▸ YOUR GOAL
Nothing in the records may be dropped or altered when you repeat them.

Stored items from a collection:
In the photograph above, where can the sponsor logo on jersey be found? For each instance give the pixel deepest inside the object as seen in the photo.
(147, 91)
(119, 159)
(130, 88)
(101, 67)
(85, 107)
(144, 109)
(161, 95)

▸ REPLY
In the photograph above, where can the sponsor logo on jersey be found? For each instance give the pixel deepest inside the object as seen in the photo.
(147, 91)
(119, 159)
(130, 88)
(101, 67)
(85, 107)
(144, 109)
(161, 95)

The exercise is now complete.